**WHAT THIS TASK INVOLVES**
In the records below, find each line holding the word "dark" and copy it.

**RECORDS PROVIDED**
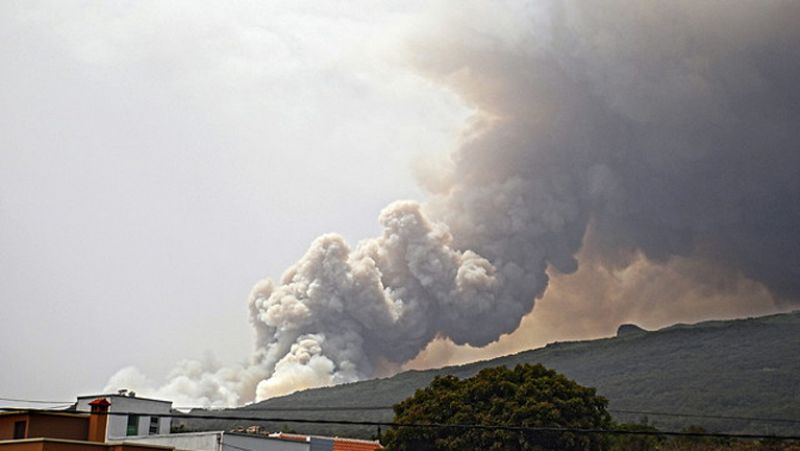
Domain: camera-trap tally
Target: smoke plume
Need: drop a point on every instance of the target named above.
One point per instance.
(670, 128)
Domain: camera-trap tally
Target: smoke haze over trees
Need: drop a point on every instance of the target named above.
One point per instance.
(620, 132)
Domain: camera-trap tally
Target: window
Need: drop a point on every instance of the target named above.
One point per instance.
(19, 429)
(133, 425)
(153, 426)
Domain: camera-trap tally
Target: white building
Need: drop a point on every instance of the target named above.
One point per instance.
(228, 441)
(142, 421)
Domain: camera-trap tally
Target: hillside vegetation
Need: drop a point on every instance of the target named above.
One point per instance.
(739, 368)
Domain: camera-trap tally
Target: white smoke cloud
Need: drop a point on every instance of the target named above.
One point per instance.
(643, 119)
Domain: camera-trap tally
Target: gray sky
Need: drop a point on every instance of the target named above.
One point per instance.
(611, 162)
(158, 158)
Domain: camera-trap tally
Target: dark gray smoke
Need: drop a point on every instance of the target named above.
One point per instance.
(673, 128)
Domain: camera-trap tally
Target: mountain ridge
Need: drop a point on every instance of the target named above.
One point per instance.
(745, 367)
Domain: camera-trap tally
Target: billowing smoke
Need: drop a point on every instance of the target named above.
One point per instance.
(669, 127)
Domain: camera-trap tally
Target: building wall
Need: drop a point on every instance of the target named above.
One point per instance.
(43, 425)
(46, 444)
(321, 444)
(7, 424)
(235, 442)
(118, 424)
(200, 441)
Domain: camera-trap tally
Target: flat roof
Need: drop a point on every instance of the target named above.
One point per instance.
(117, 395)
(38, 412)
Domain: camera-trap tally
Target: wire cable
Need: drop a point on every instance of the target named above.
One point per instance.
(512, 428)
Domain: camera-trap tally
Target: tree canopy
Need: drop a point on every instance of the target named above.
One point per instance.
(528, 395)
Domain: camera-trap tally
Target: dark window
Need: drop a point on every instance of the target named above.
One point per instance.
(133, 425)
(19, 429)
(153, 426)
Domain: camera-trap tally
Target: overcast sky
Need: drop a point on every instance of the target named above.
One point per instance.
(612, 162)
(158, 158)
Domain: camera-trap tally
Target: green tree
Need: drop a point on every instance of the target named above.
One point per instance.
(528, 395)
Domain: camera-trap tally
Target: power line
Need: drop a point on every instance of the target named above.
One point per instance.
(528, 429)
(623, 411)
(711, 417)
(378, 408)
(36, 401)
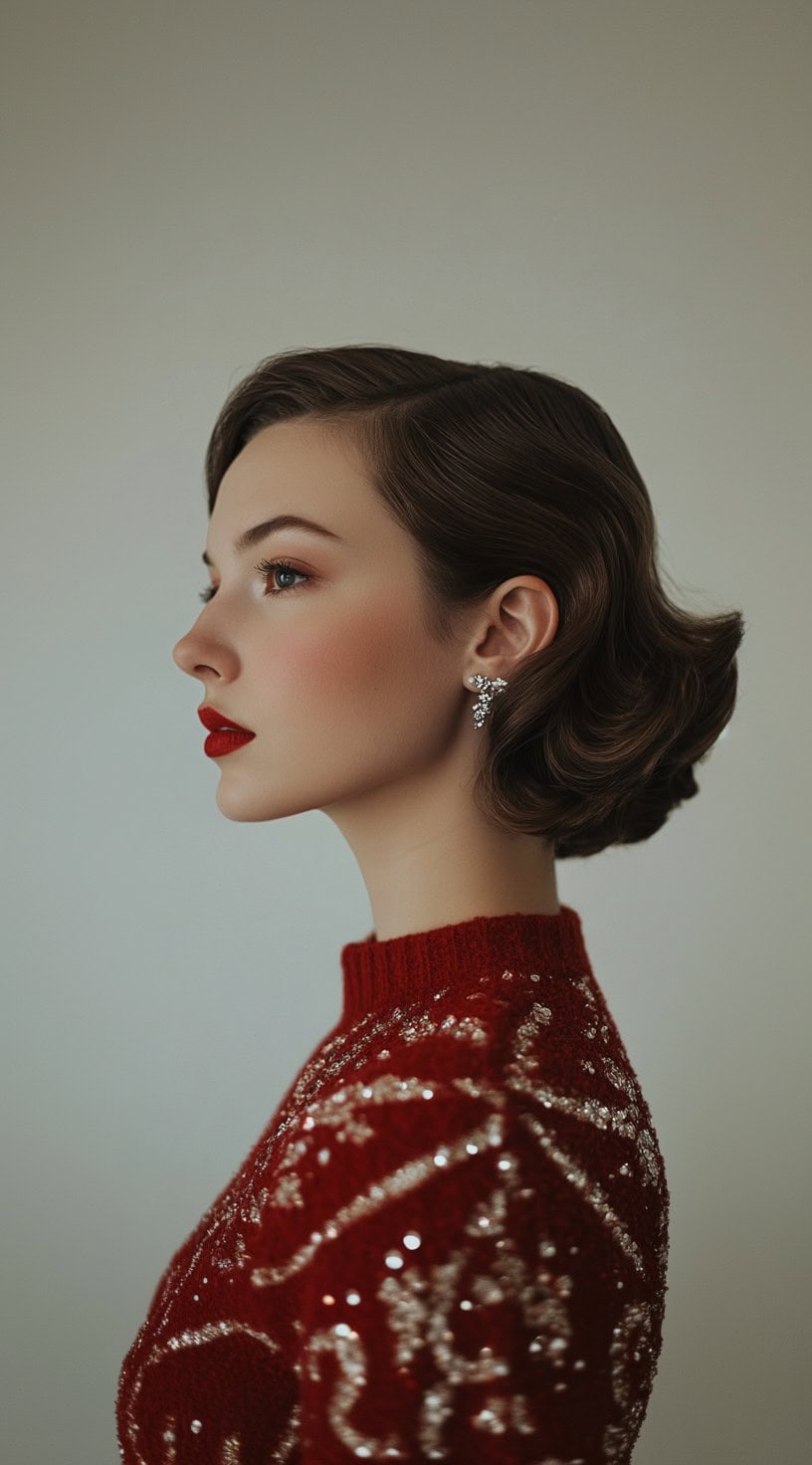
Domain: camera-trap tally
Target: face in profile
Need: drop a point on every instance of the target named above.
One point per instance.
(324, 658)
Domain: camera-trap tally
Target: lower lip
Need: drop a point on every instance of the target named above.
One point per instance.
(220, 743)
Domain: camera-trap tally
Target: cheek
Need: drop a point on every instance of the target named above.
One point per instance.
(365, 663)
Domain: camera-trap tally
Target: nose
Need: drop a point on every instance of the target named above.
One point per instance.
(182, 655)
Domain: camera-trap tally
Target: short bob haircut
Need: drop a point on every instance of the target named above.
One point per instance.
(499, 471)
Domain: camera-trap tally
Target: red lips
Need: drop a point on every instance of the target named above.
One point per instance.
(213, 720)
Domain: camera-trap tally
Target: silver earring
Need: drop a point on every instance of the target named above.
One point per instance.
(489, 689)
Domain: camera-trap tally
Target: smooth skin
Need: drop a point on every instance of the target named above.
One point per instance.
(355, 708)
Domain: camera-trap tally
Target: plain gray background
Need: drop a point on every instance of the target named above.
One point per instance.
(611, 192)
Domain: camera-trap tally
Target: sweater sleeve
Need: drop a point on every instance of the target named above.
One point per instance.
(459, 1295)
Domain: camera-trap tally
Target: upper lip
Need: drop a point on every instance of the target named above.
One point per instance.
(213, 720)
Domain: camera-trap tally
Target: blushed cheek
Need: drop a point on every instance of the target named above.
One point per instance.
(358, 666)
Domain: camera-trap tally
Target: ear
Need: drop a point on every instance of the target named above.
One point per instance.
(519, 618)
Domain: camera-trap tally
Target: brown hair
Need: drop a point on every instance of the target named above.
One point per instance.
(501, 471)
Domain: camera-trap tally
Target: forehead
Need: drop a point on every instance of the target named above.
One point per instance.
(300, 458)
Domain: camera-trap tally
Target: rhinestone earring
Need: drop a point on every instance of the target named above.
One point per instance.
(489, 689)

**RESPONSE TO THE TASK**
Target: dark gray smoke
Target: dark window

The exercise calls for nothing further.